▶ [What is needed]:
Transcribe each of the rows below word for word, leaving out the pictures.
** BEGIN **
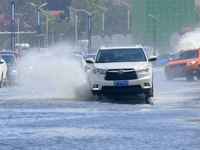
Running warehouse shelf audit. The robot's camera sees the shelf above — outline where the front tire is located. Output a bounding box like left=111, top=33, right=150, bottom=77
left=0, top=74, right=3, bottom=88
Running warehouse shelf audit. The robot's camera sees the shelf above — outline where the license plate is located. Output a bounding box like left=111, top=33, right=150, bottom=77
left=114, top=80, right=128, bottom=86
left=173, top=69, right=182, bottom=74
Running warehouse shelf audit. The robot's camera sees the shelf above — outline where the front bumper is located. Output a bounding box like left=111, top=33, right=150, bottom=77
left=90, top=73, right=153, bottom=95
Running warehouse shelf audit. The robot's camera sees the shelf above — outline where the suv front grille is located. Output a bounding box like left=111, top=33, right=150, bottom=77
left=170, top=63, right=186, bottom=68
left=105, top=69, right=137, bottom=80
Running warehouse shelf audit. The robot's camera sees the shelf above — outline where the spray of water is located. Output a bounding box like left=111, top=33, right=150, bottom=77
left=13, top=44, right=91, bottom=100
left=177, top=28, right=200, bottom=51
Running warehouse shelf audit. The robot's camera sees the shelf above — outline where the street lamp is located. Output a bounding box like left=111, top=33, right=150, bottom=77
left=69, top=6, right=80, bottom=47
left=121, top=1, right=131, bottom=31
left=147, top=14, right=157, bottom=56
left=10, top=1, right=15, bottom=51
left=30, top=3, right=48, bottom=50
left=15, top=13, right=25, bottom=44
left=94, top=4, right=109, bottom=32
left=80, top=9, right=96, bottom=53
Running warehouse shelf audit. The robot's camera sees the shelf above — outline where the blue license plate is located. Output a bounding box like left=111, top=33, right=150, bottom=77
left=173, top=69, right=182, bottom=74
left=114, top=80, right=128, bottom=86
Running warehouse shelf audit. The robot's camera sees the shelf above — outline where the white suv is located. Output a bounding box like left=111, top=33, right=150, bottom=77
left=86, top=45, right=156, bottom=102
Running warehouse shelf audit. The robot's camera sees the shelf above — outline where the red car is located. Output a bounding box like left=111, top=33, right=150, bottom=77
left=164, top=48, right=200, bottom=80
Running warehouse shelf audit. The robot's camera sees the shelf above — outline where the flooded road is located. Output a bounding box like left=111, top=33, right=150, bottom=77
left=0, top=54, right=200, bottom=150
** END **
▶ [Task answer]:
Running warehouse shelf audit. The robot's camera sees the shelf above — outline where the front tire is located. Output a bounding box like left=111, top=33, right=150, bottom=77
left=0, top=74, right=3, bottom=88
Running warehouse shelf audit. The robot's camera sees the shelf above — outline where the license plate is located. Output a bounding box like left=111, top=33, right=150, bottom=77
left=114, top=80, right=128, bottom=86
left=173, top=69, right=182, bottom=74
Running warehouse shelf audit. The robot's camera sees the shelf above — outline where the front bumper is located. Output a bounding box like left=111, top=33, right=150, bottom=77
left=90, top=73, right=153, bottom=95
Running warehouse shelf audit. The robot's camera sees the shelf above — outline where the suv front grille is located. Output a bounding box like left=111, top=33, right=150, bottom=77
left=170, top=63, right=186, bottom=68
left=105, top=69, right=137, bottom=80
Running warehouse shelf audit. The robot's camera sees the shelf above — outline where the spray of water is located. Output a bounding box like left=111, top=33, right=150, bottom=77
left=13, top=44, right=91, bottom=100
left=177, top=28, right=200, bottom=51
Running warehouse shelf audit. The robot's camera sees the shelf above — outline where the street lamp is located. Output a bounding box like left=111, top=33, right=150, bottom=77
left=69, top=6, right=80, bottom=47
left=121, top=1, right=131, bottom=31
left=147, top=14, right=157, bottom=56
left=10, top=1, right=15, bottom=51
left=30, top=3, right=48, bottom=50
left=15, top=13, right=25, bottom=44
left=94, top=4, right=109, bottom=32
left=80, top=9, right=96, bottom=53
Running warehouse shelf audit. The robot's camera sees the shelf above — outline where the blue license plate is located. Output a bounding box like left=111, top=33, right=150, bottom=77
left=173, top=69, right=182, bottom=74
left=114, top=80, right=128, bottom=86
Running warehouse shelf audit. The robot's camera sees the shelf above — outline where the white suv is located. Output a bounding box like left=111, top=33, right=150, bottom=77
left=86, top=45, right=156, bottom=102
Running warehouse shelf audit. The robot's camera sees the shelf above — outline where the red car is located. Output a bounding box like left=111, top=33, right=150, bottom=77
left=164, top=48, right=200, bottom=80
Running warehouse shelf audit. The robot's camera sees the shelf above — outline where the flooded road is located. Output a bounding box like left=111, top=33, right=150, bottom=77
left=0, top=54, right=200, bottom=150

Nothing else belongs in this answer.